━━━ Records for the task
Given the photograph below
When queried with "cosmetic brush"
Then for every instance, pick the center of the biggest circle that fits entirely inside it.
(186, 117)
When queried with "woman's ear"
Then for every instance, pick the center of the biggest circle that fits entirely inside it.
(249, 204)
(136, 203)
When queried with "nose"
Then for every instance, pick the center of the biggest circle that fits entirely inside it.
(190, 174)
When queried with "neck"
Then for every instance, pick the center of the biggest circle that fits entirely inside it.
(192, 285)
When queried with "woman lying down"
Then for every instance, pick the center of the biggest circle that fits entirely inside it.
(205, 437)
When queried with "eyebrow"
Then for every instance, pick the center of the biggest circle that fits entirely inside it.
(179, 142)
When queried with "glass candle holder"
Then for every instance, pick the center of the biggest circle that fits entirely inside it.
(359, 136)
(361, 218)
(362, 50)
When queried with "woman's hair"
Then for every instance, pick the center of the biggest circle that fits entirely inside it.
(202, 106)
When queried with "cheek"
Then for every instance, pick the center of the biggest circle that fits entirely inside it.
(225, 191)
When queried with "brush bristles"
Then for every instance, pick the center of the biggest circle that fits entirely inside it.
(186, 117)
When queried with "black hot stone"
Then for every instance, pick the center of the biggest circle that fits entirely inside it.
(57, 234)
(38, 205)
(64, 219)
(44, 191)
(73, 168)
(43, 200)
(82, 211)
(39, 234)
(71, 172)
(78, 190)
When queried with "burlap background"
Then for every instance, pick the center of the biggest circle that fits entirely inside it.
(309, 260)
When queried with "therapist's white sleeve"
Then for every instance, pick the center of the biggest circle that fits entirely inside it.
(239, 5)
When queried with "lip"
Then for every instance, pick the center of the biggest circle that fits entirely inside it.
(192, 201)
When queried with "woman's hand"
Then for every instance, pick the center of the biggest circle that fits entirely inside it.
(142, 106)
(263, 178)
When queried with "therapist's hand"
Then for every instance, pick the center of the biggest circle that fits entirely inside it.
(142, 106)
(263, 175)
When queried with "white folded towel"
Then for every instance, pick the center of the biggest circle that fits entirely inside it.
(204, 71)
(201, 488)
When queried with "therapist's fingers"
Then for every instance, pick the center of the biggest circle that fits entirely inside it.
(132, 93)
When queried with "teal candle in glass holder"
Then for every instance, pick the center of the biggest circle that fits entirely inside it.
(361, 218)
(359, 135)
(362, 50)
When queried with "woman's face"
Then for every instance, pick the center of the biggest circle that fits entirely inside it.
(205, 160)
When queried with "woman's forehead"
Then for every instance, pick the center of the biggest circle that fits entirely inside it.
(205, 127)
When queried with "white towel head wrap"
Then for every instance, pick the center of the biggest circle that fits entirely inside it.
━━━━━━
--- Instructions for the task ---
Could you give the data above again, exact in every line?

--- Response for this exercise ---
Given the photograph below
When queried with "cosmetic brush"
Then for every instance, pick the center of the biggest circle that fits entirely inside it.
(186, 117)
When queried with "woman's ear"
Then for every instance, pick the center of the biggest circle that fits entirely inside it.
(249, 204)
(136, 203)
When queried with "nose"
Then for every instance, pick the center of the biggest circle that fits entirely inside it.
(190, 174)
When queried with "neck"
Then for every instance, pick the center of the biggest circle that fits entirely inside it.
(192, 285)
When queried with "woman lying down"
Then for every instance, pick the center of the biggest circle that fits entirely inside it.
(205, 437)
When queried with "eyebrow"
Then for every instance, pick the center of the biggest circle that fits entirely inside it.
(179, 142)
When queried with "glass candle holder"
Then for every instance, pick the center of the biggest circle that fits entirely inside it.
(359, 136)
(361, 218)
(362, 50)
When queried with "woman's hair"
Then for every instance, pick the center of the biggest circle that fits entirely inside it.
(202, 106)
When queried with "cheek"
Then for every instance, pick the center of the biggest circle that fits entirely inside it.
(225, 191)
When queried with "brush bristles"
Then for every instance, pick the center of the biggest circle that fits entirely inside it.
(186, 117)
When queried with "black hot stone"
Then for every instance, pick the center of the biggest circle that fits entirely inside it.
(57, 234)
(38, 205)
(64, 219)
(44, 191)
(73, 168)
(43, 200)
(82, 211)
(39, 234)
(71, 172)
(78, 190)
When queried with "burlap background"
Then for every instance, pick the center of the biggest circle that fits entirely inside it.
(309, 260)
When queried with "therapist's white sleeve"
Then for every instance, pick the center of the biggest circle that fits entirely inside it.
(239, 5)
When queried with "lip"
Then for every instance, pick the center of the biggest circle that fits entirely inside it.
(192, 201)
When queried with "woman's hand"
Then for every instance, pick the center of the biggest circle that fits entirely inside it.
(142, 106)
(263, 178)
When queried with "therapist's hand"
Then for every instance, pick the center of the biggest circle that fits entirely inside it.
(142, 106)
(263, 175)
When queried with "white folded towel"
Then for every instance, pick the center of the biggest circle that fits entirely inside it.
(204, 71)
(201, 488)
When queried with "therapist's fingers"
Then for every instance, pick the center of the biggest circle that fits entirely inside it.
(132, 93)
When queried with "teal candle in glass holder"
Then for every instance, pick the center of the biggest circle that fits entirely inside it.
(361, 218)
(359, 135)
(362, 50)
When queried with "woman's face"
Then for every instance, pick the center of the biggest circle that fits entirely inside it.
(205, 160)
When queried with "woman's forehead"
Then for every instance, pick the center of the biggest circle that fits entirely inside it.
(205, 127)
When queried with "white towel head wrap"
Then for every instance, pick the center of the biggest circle that fits entirely inside it.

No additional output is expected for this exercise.